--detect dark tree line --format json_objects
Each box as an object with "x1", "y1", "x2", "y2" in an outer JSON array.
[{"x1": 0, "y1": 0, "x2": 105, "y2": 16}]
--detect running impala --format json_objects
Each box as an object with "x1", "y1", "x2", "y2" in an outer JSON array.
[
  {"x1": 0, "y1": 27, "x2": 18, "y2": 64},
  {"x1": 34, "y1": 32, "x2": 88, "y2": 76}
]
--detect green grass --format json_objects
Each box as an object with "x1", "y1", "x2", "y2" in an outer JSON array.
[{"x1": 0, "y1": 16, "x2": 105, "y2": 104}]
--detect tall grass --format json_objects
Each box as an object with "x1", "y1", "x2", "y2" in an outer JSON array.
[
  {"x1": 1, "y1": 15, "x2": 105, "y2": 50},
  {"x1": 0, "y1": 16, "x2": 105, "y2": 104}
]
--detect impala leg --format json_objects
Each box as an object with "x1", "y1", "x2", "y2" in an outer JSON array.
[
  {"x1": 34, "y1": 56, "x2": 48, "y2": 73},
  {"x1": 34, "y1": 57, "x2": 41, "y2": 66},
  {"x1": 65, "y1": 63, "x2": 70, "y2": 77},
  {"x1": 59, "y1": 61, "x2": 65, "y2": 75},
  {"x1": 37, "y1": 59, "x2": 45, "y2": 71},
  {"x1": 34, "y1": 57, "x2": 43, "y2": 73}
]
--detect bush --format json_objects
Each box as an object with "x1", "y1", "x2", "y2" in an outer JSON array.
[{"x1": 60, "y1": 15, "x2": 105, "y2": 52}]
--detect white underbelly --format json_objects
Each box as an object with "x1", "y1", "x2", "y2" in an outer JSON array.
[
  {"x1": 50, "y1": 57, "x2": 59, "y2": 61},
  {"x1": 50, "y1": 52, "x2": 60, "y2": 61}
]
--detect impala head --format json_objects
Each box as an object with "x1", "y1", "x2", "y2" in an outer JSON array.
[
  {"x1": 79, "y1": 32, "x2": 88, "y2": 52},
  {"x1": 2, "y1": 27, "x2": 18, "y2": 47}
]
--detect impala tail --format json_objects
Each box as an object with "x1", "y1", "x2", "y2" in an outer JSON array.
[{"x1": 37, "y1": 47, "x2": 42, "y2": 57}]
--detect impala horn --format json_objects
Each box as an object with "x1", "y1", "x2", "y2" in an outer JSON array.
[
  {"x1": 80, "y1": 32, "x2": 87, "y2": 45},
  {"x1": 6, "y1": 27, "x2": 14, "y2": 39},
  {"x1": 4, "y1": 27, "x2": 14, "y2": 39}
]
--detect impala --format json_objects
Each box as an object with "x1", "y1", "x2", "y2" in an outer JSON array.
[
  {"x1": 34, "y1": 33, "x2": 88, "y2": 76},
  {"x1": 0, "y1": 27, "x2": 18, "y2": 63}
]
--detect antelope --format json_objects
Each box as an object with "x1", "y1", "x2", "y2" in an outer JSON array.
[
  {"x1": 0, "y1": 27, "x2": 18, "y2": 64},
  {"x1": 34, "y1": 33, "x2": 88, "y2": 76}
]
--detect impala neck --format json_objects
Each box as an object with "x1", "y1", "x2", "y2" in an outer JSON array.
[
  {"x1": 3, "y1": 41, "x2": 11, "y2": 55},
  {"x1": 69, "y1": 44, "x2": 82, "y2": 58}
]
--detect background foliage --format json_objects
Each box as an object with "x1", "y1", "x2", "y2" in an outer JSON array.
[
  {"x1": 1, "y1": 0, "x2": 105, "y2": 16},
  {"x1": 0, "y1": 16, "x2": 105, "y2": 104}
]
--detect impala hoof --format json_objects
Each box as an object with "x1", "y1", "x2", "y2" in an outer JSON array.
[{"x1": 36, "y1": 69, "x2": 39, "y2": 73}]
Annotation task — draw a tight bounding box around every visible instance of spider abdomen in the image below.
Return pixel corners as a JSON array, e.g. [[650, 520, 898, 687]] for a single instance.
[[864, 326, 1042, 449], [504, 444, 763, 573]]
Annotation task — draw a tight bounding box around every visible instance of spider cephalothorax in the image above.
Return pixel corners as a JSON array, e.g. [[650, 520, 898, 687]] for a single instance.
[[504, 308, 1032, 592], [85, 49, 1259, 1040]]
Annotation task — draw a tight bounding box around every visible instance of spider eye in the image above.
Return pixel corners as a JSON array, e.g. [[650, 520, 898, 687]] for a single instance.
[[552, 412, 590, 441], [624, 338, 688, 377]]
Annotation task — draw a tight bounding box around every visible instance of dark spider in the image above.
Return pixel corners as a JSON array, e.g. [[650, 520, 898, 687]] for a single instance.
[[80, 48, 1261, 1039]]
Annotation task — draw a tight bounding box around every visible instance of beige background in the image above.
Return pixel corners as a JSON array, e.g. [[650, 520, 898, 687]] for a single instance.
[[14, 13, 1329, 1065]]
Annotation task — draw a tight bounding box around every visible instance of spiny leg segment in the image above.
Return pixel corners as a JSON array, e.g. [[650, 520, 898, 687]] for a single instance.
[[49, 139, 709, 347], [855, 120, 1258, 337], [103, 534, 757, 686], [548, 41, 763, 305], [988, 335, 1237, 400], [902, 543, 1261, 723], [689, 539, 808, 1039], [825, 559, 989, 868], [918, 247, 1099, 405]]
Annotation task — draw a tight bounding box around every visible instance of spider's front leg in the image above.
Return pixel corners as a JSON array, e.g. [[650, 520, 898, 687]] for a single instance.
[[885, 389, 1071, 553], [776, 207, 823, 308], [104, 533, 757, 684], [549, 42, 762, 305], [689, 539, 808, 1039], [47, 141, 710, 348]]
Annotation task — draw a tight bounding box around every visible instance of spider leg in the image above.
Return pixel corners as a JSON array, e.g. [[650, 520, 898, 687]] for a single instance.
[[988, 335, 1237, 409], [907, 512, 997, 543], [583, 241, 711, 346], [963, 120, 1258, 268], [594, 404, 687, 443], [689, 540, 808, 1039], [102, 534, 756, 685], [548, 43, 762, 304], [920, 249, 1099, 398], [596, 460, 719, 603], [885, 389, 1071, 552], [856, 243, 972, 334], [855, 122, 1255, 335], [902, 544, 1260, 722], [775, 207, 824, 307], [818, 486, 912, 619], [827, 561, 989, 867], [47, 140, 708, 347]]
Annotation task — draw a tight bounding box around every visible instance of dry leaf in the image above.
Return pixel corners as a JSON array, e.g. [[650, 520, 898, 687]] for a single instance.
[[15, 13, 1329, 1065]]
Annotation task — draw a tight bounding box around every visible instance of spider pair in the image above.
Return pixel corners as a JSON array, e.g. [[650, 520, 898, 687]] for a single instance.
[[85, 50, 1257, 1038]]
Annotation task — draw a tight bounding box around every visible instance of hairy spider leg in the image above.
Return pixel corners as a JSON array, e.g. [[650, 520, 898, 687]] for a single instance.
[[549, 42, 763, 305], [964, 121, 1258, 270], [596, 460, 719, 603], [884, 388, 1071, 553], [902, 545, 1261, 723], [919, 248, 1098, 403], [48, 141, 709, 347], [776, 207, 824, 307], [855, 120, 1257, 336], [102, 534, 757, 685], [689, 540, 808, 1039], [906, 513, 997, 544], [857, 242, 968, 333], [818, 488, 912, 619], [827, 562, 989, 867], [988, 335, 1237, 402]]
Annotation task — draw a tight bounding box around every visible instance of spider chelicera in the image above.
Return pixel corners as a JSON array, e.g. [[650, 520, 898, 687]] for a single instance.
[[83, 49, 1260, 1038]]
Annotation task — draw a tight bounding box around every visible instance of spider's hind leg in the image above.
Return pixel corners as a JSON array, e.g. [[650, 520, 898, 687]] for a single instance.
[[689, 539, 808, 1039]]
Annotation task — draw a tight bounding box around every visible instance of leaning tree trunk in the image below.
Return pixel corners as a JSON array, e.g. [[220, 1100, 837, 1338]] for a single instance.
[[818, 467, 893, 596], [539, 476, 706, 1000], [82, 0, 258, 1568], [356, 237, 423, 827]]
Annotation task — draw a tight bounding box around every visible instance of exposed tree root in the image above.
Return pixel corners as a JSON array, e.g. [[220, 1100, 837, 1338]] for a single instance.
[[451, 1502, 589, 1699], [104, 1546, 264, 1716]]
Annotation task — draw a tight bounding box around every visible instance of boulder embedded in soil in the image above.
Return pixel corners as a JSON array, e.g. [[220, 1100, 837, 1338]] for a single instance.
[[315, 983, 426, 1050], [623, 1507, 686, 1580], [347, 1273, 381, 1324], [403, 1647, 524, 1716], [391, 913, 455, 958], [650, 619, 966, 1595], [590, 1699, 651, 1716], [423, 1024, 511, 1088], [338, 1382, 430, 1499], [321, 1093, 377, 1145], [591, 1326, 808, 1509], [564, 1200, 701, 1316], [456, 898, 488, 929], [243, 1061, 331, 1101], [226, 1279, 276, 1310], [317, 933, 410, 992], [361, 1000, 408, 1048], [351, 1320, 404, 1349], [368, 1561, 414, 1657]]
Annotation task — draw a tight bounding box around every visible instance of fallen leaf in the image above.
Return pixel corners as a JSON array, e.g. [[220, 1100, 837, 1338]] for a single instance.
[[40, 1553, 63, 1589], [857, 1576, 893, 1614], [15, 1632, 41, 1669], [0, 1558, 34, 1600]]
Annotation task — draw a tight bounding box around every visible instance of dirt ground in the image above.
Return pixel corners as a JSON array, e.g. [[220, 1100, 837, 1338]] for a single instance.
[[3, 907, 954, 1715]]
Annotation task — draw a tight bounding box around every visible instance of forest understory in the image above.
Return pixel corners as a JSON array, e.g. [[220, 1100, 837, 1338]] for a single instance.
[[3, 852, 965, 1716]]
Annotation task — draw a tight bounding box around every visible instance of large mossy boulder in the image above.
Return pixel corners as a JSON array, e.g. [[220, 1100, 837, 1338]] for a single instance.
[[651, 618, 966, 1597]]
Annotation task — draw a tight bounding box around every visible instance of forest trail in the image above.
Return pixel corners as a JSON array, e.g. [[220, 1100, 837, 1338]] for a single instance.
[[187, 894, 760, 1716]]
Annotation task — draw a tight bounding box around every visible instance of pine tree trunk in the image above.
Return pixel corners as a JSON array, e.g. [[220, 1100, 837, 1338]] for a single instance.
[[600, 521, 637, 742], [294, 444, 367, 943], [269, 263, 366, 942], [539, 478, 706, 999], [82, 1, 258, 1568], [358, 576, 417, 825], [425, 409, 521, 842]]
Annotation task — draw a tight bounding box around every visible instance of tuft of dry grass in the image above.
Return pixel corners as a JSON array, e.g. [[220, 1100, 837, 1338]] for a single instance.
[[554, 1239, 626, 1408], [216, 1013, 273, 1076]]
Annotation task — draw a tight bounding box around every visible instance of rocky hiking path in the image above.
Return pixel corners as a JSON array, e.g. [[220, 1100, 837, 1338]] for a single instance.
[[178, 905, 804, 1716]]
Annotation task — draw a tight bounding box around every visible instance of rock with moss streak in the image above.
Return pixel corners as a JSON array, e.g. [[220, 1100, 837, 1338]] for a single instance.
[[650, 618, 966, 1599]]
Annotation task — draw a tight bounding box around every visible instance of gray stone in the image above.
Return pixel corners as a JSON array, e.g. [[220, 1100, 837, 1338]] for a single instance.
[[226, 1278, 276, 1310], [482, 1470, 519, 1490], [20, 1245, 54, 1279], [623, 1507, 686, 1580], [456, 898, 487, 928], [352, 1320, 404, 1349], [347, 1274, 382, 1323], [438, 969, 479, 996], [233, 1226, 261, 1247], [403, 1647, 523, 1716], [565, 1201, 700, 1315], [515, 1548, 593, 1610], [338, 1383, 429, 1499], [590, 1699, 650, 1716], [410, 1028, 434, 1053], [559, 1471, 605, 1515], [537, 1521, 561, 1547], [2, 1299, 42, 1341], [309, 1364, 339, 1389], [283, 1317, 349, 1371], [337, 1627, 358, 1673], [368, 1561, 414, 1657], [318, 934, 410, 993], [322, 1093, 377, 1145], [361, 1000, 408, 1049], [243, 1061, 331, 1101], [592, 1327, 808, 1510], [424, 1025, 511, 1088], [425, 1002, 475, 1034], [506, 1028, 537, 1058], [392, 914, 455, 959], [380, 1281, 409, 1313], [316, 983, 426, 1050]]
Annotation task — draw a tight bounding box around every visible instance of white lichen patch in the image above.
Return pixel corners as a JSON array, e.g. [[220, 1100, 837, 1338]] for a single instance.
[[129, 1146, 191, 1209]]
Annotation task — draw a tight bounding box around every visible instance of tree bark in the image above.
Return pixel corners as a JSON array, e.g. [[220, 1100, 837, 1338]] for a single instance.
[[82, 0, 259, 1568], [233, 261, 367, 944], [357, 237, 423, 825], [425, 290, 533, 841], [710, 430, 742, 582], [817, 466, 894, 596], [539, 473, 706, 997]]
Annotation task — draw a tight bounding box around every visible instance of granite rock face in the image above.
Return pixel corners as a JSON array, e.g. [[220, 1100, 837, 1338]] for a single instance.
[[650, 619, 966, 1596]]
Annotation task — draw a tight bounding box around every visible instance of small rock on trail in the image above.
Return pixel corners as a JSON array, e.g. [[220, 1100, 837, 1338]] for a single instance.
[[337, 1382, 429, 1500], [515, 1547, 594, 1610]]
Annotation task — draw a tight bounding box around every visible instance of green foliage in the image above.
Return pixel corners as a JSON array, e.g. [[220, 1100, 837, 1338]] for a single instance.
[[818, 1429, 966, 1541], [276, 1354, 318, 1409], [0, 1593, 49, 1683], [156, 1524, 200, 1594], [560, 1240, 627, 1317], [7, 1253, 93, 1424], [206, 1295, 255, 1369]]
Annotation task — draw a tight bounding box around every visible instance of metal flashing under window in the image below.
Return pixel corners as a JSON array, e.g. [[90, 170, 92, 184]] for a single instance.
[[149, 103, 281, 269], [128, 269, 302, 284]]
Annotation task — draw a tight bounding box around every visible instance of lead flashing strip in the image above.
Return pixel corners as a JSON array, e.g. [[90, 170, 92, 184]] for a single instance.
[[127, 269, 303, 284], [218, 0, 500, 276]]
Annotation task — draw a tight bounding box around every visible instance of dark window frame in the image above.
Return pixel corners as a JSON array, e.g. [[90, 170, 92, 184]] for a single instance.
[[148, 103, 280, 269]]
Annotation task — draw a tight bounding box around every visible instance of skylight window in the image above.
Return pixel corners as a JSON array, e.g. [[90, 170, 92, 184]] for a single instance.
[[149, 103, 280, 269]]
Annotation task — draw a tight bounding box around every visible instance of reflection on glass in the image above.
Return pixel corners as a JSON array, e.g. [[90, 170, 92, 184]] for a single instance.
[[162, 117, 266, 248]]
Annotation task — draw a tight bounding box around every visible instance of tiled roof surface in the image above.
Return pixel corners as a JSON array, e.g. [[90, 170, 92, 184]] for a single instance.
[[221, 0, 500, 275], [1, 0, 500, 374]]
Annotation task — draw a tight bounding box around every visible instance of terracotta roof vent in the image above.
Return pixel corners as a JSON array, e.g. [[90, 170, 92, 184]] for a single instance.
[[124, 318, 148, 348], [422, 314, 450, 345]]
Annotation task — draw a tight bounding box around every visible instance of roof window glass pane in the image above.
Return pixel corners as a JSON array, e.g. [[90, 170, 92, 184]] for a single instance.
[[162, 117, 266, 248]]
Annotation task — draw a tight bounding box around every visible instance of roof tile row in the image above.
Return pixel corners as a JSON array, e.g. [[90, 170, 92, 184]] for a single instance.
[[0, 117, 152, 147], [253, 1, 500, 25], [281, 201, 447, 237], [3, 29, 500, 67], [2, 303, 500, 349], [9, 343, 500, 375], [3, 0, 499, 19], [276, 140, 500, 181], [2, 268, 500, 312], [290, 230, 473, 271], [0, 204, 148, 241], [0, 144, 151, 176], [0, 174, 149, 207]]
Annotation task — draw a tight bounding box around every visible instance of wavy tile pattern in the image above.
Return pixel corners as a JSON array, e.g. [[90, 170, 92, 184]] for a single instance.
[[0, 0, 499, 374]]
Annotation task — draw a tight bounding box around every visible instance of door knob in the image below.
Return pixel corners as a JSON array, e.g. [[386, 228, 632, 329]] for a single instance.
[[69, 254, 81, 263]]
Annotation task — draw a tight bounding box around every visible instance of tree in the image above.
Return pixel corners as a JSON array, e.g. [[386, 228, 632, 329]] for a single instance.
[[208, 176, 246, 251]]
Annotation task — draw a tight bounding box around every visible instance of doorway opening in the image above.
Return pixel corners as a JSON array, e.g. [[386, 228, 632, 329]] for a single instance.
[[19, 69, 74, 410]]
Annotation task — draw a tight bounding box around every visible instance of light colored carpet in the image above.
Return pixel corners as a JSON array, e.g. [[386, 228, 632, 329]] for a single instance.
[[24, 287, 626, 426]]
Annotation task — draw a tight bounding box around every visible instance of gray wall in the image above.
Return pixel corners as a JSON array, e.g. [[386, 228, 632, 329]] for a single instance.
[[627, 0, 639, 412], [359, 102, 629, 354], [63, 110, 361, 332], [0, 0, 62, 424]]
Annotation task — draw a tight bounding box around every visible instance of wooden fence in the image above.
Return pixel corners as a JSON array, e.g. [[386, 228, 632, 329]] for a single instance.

▶ [Task prompt]
Find the line with "--detect impala neck --format json_objects" in the material above. Reproduce it and each line after it up to and including the line with "eye in the image above.".

▶ [The answer]
--detect impala neck --format json_objects
Each box as an object with "x1", "y1", "x2", "y2" in an outer JSON array.
[
  {"x1": 3, "y1": 41, "x2": 11, "y2": 55},
  {"x1": 69, "y1": 44, "x2": 82, "y2": 58}
]
--detect background foliage --format json_objects
Each box as an object with "x1", "y1", "x2", "y2" in an outer JSON array.
[
  {"x1": 1, "y1": 0, "x2": 105, "y2": 16},
  {"x1": 0, "y1": 16, "x2": 105, "y2": 104}
]
--detect impala hoof --format json_objects
Each box as an object with "x1", "y1", "x2", "y2" in an outer JSON array.
[{"x1": 36, "y1": 69, "x2": 39, "y2": 73}]
Annotation task — draw a tight bounding box around every visible instance of spider abdomen in the image below.
Return pixel corners as a JSON array, e.g. [[650, 520, 898, 687]] for a single instance.
[[864, 326, 1042, 449], [504, 444, 763, 573]]
Annotation task — draw a tight bounding box around every visible instance of spider cephalothorax in the image above.
Return pixel corners as a JSON array, e.g. [[650, 520, 898, 687]] for a single instance.
[[504, 308, 1032, 592], [85, 49, 1259, 1040]]
Annotation task — draw a tight bounding box around every visible instance of spider eye in the image above.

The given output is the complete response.